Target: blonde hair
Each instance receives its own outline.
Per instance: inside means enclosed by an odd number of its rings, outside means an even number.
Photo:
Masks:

=====

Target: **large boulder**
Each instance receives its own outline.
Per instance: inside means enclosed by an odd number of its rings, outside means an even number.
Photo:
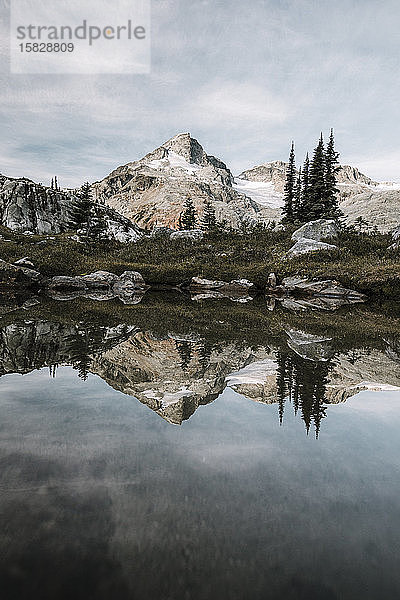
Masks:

=====

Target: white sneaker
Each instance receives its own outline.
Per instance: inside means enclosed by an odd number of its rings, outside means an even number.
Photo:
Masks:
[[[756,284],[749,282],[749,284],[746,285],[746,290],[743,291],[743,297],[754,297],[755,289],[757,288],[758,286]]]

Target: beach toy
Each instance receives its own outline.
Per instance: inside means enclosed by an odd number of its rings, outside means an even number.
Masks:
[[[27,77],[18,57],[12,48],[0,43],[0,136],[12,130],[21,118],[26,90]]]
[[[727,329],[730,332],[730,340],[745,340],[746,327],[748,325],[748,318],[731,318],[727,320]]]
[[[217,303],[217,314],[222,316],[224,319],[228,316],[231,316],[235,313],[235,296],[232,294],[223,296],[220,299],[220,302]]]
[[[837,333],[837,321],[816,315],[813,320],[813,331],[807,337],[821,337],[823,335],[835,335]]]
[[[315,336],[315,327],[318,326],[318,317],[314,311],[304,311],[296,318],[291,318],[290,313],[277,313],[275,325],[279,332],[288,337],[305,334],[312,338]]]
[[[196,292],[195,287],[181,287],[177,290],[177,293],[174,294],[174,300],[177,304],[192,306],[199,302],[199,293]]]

=====

• Directions
Return each line from the material that includes the string "Target".

• Task response
Target: blonde hair
Target: **large boulder**
Target: white sneaker
Target: beach toy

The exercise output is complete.